------ Records supplied
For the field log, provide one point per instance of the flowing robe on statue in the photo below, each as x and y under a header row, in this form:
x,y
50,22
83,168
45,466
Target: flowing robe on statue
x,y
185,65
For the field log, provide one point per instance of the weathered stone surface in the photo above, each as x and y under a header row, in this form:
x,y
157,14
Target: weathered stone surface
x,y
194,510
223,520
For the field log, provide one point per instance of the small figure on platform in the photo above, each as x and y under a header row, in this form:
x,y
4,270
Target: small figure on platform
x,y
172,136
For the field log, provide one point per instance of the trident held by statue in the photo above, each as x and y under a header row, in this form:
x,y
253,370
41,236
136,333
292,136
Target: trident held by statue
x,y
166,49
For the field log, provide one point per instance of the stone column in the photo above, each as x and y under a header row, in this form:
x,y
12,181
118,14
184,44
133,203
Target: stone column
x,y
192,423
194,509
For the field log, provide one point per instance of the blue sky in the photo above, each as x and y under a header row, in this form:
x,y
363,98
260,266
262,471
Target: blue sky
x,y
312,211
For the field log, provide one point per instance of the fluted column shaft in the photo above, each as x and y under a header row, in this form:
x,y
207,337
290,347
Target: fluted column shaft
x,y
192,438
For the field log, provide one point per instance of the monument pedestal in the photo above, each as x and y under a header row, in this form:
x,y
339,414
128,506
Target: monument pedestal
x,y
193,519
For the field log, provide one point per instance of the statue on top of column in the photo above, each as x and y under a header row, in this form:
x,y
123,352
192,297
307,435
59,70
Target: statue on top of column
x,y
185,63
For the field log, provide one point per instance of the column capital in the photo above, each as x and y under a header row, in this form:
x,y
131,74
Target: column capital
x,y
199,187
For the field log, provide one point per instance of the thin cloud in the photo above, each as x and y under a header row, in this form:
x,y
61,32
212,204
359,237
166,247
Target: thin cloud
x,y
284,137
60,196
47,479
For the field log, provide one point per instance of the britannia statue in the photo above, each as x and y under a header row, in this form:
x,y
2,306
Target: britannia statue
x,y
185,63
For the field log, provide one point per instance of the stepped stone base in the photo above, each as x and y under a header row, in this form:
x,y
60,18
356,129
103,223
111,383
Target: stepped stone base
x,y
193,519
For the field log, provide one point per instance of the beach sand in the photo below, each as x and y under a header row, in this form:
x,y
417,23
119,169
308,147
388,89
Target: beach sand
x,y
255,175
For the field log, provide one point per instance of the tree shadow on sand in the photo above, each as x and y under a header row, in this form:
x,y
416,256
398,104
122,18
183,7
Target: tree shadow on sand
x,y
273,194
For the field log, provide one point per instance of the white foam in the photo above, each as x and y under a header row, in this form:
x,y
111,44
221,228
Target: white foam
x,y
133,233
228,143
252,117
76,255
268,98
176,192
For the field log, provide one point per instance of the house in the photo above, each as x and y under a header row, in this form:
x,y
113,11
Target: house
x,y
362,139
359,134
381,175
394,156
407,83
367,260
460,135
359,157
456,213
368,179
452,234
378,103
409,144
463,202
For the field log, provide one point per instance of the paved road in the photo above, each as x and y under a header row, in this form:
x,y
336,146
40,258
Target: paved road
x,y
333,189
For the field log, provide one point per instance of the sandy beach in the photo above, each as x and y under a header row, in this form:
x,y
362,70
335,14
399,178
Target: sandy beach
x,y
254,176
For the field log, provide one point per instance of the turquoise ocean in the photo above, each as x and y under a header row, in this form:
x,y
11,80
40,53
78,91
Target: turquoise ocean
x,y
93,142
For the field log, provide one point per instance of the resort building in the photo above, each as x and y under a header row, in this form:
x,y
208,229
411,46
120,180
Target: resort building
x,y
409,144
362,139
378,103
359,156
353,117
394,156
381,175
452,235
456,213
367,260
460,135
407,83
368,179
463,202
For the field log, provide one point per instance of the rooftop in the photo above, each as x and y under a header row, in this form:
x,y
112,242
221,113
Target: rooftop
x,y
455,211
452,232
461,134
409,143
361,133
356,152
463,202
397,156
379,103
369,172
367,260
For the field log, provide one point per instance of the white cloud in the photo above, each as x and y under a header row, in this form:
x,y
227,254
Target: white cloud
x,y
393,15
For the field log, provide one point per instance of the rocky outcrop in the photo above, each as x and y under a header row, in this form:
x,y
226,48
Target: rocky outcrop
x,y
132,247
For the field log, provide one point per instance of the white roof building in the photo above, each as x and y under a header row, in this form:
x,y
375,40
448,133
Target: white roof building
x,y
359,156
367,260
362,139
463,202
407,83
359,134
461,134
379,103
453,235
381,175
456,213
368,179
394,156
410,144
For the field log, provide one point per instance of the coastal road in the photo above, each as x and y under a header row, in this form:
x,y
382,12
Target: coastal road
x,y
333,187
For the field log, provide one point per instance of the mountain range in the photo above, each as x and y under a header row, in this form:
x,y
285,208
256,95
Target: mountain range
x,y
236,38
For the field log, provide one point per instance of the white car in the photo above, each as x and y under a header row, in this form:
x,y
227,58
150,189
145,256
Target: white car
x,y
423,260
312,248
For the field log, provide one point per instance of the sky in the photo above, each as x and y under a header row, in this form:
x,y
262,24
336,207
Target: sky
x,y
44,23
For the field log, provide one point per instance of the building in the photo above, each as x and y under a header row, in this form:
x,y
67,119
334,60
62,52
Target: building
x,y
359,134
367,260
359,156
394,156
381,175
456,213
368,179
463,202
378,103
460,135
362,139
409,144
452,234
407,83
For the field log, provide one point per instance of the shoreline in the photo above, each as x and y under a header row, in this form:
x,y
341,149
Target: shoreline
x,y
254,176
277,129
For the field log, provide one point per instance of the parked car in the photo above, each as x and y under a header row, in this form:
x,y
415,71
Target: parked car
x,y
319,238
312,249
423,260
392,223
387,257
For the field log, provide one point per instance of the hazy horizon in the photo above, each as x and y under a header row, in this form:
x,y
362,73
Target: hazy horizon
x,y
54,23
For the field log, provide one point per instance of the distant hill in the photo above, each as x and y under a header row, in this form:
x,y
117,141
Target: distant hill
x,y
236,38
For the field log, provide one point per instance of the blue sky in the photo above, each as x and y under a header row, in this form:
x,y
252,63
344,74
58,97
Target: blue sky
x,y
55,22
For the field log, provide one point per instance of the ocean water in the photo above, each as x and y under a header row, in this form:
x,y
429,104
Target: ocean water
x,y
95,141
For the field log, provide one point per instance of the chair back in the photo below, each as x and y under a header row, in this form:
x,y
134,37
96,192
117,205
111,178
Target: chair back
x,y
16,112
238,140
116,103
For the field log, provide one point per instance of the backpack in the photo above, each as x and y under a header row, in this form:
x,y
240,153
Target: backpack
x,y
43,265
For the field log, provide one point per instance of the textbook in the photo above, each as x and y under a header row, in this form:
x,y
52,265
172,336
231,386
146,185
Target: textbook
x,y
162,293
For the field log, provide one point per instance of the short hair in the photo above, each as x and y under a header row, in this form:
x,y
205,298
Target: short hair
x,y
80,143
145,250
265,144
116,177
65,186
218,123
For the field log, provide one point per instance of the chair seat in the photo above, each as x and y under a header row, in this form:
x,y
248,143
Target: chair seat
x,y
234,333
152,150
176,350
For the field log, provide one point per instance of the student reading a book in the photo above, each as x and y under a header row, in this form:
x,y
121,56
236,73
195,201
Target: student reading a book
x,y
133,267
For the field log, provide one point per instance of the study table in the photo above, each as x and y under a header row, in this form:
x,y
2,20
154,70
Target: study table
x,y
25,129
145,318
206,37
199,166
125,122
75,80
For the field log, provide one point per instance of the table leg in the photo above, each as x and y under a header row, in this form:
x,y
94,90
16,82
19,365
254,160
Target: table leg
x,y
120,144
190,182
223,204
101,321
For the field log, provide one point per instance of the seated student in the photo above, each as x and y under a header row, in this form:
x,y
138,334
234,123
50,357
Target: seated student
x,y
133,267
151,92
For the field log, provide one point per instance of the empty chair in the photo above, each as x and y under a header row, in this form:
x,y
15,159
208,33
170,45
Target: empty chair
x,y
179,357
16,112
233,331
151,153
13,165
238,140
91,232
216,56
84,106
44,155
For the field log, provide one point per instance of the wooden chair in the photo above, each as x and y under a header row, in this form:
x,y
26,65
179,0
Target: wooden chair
------------
=== Direction ===
Copy out the records unchanged, starting at the line containing "of the table" and continuing through the final line of the records, with both of those lines included.

=== Exercise result ===
For the field log, provide one point per instance of the table leg in the photo above, each as x and y under a header row, in this form:
x,y
94,90
16,82
19,365
254,160
Target: table leg
x,y
120,144
190,182
223,204
101,321
For the field log, provide one point per instance of the seated student in the photo above, each as x and y under a header row, in this form:
x,y
138,334
234,123
50,357
Target: seated student
x,y
133,267
151,92
For the field log, provide one point per instance of the empty chair in the photo above, each as x and y under a header row, in this form:
x,y
15,159
208,33
170,45
Target: empty chair
x,y
179,357
16,112
233,331
151,153
13,165
238,140
91,232
216,56
84,106
44,155
For the field log, provide one point per instance of the wooden chair in the photo above, each as x and y under a header row, in this form:
x,y
26,65
179,0
Target: wooden chair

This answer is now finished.